• [Exercise material]
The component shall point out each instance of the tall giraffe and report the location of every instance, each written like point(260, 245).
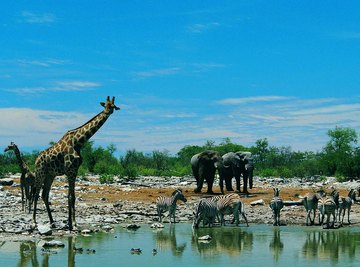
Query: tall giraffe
point(27, 178)
point(64, 158)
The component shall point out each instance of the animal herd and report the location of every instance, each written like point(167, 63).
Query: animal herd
point(211, 209)
point(64, 158)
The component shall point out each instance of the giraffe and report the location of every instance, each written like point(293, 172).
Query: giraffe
point(27, 178)
point(64, 158)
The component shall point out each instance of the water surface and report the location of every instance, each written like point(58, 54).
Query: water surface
point(179, 246)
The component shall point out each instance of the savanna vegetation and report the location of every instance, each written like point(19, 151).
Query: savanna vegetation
point(339, 157)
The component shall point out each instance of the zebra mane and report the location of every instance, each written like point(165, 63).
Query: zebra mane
point(176, 191)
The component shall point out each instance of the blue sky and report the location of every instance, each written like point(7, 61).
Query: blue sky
point(183, 72)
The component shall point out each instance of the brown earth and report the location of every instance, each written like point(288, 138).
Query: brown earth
point(113, 194)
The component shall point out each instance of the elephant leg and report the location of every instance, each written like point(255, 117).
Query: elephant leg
point(210, 182)
point(237, 178)
point(228, 184)
point(221, 184)
point(199, 185)
point(245, 185)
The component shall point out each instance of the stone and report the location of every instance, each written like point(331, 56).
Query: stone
point(44, 229)
point(259, 202)
point(156, 225)
point(53, 244)
point(132, 226)
point(6, 181)
point(205, 237)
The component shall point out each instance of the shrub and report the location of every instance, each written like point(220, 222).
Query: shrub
point(106, 179)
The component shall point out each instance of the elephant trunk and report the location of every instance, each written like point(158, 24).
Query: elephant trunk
point(250, 177)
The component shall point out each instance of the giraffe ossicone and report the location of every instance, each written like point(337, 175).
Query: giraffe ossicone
point(64, 158)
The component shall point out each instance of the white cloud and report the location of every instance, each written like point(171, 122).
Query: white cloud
point(328, 109)
point(303, 125)
point(201, 27)
point(42, 63)
point(36, 127)
point(156, 72)
point(61, 86)
point(34, 18)
point(237, 101)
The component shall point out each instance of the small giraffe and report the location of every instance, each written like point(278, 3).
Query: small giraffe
point(27, 178)
point(64, 158)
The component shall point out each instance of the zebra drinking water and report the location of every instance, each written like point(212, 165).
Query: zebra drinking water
point(206, 211)
point(230, 204)
point(345, 204)
point(310, 203)
point(164, 204)
point(327, 206)
point(276, 204)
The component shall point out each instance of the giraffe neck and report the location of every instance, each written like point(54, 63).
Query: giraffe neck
point(20, 160)
point(85, 132)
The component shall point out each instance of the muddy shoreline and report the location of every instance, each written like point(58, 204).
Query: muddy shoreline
point(99, 207)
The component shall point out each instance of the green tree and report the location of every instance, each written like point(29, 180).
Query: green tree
point(339, 150)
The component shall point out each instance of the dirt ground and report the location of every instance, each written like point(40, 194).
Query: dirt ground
point(113, 194)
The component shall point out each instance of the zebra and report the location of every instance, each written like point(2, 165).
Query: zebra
point(345, 204)
point(276, 204)
point(310, 203)
point(206, 211)
point(230, 204)
point(164, 204)
point(327, 206)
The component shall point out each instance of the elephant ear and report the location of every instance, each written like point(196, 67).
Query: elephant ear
point(227, 162)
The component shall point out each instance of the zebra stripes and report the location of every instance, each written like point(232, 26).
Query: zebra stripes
point(345, 204)
point(206, 211)
point(210, 208)
point(276, 204)
point(327, 206)
point(164, 204)
point(310, 203)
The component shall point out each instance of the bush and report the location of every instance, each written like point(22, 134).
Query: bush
point(106, 179)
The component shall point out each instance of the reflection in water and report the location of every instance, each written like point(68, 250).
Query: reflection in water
point(330, 244)
point(167, 240)
point(276, 246)
point(28, 254)
point(225, 240)
point(257, 245)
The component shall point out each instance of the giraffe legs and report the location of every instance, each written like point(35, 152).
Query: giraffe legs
point(45, 197)
point(71, 201)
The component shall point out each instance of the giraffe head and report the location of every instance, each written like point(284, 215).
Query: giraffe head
point(109, 105)
point(10, 147)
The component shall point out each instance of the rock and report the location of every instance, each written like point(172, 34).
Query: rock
point(44, 229)
point(86, 232)
point(107, 227)
point(259, 202)
point(156, 225)
point(110, 220)
point(54, 244)
point(205, 237)
point(6, 181)
point(132, 226)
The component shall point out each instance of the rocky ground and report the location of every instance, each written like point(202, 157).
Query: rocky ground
point(100, 206)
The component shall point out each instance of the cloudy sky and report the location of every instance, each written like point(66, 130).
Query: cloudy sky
point(182, 72)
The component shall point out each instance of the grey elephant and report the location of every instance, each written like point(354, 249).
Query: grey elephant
point(236, 165)
point(249, 170)
point(204, 166)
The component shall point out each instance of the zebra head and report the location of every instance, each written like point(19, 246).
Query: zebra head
point(276, 191)
point(178, 195)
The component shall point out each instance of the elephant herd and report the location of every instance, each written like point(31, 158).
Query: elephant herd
point(231, 165)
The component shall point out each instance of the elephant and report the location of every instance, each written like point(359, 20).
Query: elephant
point(235, 165)
point(204, 166)
point(249, 170)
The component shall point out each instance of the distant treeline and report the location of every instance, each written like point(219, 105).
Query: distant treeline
point(339, 157)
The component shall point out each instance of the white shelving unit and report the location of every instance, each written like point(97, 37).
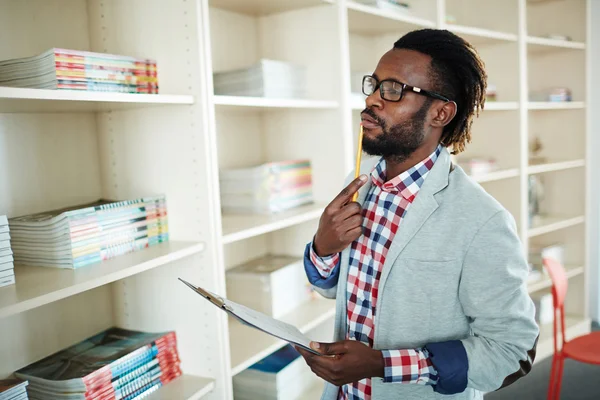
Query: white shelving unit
point(62, 148)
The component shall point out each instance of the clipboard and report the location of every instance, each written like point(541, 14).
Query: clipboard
point(255, 319)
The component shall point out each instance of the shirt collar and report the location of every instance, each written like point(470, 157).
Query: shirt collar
point(410, 181)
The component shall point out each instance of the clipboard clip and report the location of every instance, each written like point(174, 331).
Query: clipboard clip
point(216, 300)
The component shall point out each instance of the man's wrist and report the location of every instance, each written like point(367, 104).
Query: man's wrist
point(378, 364)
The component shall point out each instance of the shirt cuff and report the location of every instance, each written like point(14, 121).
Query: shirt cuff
point(323, 264)
point(409, 366)
point(314, 274)
point(450, 360)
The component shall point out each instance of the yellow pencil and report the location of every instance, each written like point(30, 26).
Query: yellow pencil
point(358, 155)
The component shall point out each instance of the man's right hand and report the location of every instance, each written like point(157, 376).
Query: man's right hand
point(341, 222)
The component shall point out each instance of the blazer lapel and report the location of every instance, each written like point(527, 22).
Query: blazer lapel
point(419, 211)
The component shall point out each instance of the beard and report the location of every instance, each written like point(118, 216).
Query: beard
point(399, 141)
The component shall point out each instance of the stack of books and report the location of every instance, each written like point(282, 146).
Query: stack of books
point(282, 375)
point(267, 188)
point(268, 78)
point(114, 364)
point(81, 70)
point(13, 389)
point(7, 273)
point(88, 234)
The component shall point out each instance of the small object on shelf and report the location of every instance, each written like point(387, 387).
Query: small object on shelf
point(81, 70)
point(115, 363)
point(491, 93)
point(478, 166)
point(281, 375)
point(544, 309)
point(13, 389)
point(535, 148)
point(535, 195)
point(7, 273)
point(273, 284)
point(557, 36)
point(268, 188)
point(392, 5)
point(87, 234)
point(267, 78)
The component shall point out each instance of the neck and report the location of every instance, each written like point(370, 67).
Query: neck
point(395, 167)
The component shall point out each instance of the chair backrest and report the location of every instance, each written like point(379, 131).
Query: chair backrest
point(560, 283)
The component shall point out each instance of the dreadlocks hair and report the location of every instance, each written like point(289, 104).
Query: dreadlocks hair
point(458, 73)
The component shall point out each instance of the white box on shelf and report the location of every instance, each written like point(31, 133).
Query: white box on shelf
point(281, 375)
point(267, 78)
point(273, 284)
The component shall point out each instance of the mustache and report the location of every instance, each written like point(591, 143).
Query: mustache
point(372, 114)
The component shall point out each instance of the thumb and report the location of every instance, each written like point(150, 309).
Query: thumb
point(329, 349)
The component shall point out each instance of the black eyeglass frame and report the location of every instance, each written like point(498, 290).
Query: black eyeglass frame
point(404, 86)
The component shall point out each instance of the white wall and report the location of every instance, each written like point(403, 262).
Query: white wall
point(594, 166)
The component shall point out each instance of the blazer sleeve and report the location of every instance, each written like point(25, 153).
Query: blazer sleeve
point(493, 293)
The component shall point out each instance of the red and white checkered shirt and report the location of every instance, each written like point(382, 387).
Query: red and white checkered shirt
point(384, 208)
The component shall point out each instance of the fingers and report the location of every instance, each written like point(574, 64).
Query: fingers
point(346, 194)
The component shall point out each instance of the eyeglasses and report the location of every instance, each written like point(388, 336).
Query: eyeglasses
point(392, 90)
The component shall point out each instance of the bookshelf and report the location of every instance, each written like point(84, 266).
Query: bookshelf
point(63, 148)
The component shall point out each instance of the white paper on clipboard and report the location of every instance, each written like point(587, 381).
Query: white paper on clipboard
point(257, 320)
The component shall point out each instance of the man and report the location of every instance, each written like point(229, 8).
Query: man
point(426, 267)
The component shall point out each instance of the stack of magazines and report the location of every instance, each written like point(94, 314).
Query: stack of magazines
point(7, 273)
point(268, 78)
point(81, 70)
point(279, 376)
point(267, 188)
point(88, 234)
point(13, 389)
point(114, 364)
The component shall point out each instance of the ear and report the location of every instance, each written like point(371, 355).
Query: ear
point(444, 113)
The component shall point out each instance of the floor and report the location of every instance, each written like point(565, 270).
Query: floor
point(580, 382)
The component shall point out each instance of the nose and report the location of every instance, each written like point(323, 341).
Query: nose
point(374, 100)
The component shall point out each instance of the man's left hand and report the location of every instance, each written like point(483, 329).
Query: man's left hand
point(344, 362)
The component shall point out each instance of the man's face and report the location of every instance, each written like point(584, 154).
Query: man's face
point(397, 129)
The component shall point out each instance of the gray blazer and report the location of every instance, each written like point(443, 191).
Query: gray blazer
point(454, 271)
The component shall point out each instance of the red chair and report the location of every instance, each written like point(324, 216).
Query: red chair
point(585, 348)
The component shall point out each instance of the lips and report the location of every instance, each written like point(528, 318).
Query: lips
point(369, 122)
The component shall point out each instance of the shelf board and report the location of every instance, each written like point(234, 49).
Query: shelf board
point(555, 105)
point(542, 45)
point(555, 166)
point(545, 282)
point(500, 106)
point(243, 226)
point(37, 286)
point(265, 103)
point(479, 36)
point(186, 387)
point(249, 345)
point(550, 224)
point(45, 100)
point(575, 326)
point(372, 21)
point(497, 175)
point(265, 7)
point(315, 391)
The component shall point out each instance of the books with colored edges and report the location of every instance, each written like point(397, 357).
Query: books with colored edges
point(267, 188)
point(77, 236)
point(114, 364)
point(81, 70)
point(13, 389)
point(7, 274)
point(281, 375)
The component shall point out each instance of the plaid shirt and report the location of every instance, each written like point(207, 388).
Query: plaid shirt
point(383, 211)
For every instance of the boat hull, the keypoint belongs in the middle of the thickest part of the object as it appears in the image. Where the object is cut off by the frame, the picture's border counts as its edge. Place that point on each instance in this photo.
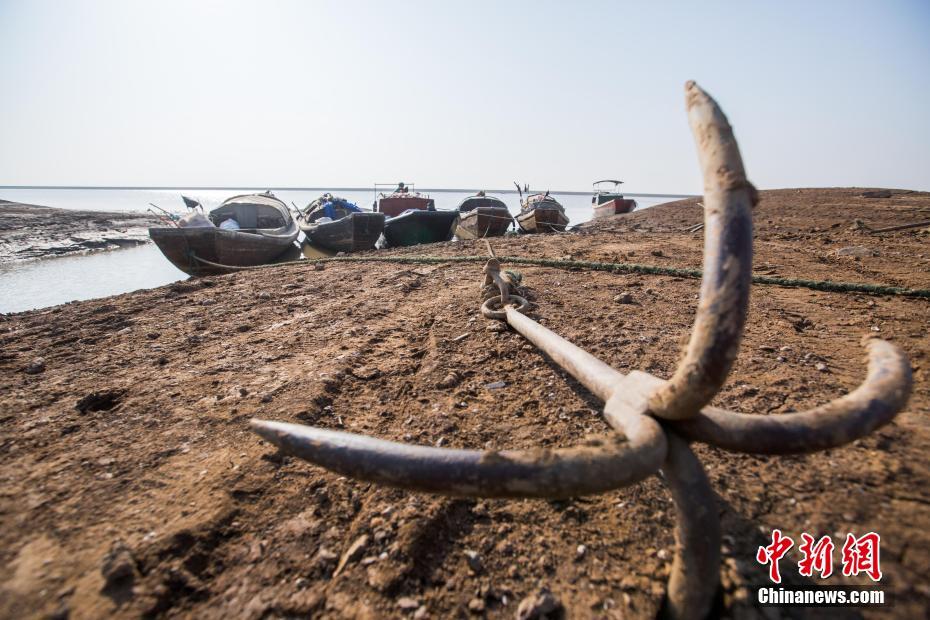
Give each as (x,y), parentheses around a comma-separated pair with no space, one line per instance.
(352,233)
(483,222)
(394,205)
(417,227)
(220,246)
(542,219)
(615,206)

• [Description of the task]
The lines above, starting at the one with "The component shall point out each instance of the zebra mane" and ending at the one with "The component shall point out each instance of the stone", are the only ones to return, exactly as written.

• [Answer to this exercise]
The component shall point out each instance of the zebra mane and report the location of every instance, each written like point(165, 63).
Query: zebra mane
point(176, 191)
The component shall point out each instance of the blue sky and report the location of every instance, each written like point(7, 61).
Query: blue sky
point(183, 72)
The component shall point out each instance of the brown earth and report the location of every instance, each written like point(288, 138).
Query: brown earth
point(113, 194)
The component shall point out each instance of the elephant leg and report the location of every instance, each written like point(255, 117).
Query: elephant leg
point(210, 182)
point(237, 178)
point(228, 184)
point(221, 184)
point(199, 185)
point(245, 185)
The component shall point out each instance of the stone and report the location of every instance, each written like point(331, 56).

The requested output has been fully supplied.